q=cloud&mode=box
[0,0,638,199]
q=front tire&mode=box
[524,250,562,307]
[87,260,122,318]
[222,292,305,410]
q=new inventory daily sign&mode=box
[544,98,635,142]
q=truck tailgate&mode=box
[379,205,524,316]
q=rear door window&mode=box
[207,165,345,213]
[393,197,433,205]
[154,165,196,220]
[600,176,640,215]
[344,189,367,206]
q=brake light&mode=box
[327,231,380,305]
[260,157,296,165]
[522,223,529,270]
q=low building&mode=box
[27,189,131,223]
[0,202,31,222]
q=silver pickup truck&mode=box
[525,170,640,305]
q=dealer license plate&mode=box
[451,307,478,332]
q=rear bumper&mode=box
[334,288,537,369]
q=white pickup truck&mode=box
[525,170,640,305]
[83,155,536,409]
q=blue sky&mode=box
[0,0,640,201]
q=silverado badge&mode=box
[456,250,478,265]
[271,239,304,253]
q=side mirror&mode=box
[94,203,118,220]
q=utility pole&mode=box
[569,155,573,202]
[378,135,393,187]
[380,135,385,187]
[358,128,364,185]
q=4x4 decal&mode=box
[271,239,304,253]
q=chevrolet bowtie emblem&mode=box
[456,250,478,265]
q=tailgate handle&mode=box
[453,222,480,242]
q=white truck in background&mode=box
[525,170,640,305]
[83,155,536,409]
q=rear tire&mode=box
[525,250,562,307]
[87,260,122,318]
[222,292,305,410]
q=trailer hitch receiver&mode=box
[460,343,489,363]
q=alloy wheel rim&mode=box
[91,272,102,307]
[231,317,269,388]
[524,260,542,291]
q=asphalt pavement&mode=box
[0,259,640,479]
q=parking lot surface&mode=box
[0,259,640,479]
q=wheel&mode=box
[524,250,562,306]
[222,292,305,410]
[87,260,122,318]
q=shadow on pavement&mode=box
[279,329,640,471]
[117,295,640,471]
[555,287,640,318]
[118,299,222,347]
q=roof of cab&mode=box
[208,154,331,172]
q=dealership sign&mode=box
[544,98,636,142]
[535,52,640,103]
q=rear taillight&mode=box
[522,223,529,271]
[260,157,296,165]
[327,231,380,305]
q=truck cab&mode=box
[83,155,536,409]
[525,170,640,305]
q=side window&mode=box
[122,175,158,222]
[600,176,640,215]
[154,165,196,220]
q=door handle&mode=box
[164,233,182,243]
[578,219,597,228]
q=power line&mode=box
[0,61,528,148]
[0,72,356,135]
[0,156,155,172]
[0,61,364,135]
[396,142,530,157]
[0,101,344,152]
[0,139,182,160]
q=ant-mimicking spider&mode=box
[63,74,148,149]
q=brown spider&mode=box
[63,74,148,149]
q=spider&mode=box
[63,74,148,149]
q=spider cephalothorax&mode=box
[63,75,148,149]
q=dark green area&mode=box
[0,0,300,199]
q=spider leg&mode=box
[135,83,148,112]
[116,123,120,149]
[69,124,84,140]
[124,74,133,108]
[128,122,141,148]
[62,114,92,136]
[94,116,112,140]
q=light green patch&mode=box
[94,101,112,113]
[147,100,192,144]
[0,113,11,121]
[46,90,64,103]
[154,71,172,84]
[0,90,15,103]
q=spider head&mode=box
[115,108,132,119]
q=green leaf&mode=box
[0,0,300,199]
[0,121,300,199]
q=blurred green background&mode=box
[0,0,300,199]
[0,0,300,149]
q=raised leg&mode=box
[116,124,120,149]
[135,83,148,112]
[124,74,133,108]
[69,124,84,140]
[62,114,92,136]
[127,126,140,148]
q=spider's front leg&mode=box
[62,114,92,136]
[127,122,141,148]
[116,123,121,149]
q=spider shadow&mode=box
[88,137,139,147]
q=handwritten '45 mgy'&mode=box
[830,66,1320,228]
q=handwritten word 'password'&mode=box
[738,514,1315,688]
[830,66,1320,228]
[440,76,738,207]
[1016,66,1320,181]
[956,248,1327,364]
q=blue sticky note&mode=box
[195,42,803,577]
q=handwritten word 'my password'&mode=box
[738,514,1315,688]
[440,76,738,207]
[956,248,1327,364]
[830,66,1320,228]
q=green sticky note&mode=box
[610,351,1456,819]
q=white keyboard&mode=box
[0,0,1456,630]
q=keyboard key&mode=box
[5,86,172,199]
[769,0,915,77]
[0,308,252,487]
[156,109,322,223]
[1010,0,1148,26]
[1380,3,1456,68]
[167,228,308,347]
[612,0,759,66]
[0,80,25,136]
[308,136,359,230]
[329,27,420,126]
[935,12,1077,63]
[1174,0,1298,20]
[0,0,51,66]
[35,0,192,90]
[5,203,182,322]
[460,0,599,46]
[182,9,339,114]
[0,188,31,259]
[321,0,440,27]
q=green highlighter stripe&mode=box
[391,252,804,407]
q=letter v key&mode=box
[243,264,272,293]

#### WORK TO BE COMPLETED
Write out the lines again without any change, beginning with the line containing "q=keyboard key&mode=box" and continuing through the end of the entries.

#### EXERCISE RESULT
q=keyboard key&mode=box
[5,86,172,199]
[769,0,915,77]
[0,308,252,487]
[156,109,322,223]
[1010,0,1148,26]
[1380,3,1456,68]
[167,228,308,347]
[612,0,759,66]
[0,80,25,136]
[308,136,359,230]
[329,27,420,126]
[935,12,1077,63]
[1174,0,1298,20]
[0,0,51,66]
[35,0,192,90]
[5,203,182,322]
[460,0,599,46]
[182,9,339,114]
[0,188,31,259]
[321,0,440,27]
q=green highlighter stripe&mode=box
[391,252,804,407]
q=letter v key&mode=box
[243,264,272,293]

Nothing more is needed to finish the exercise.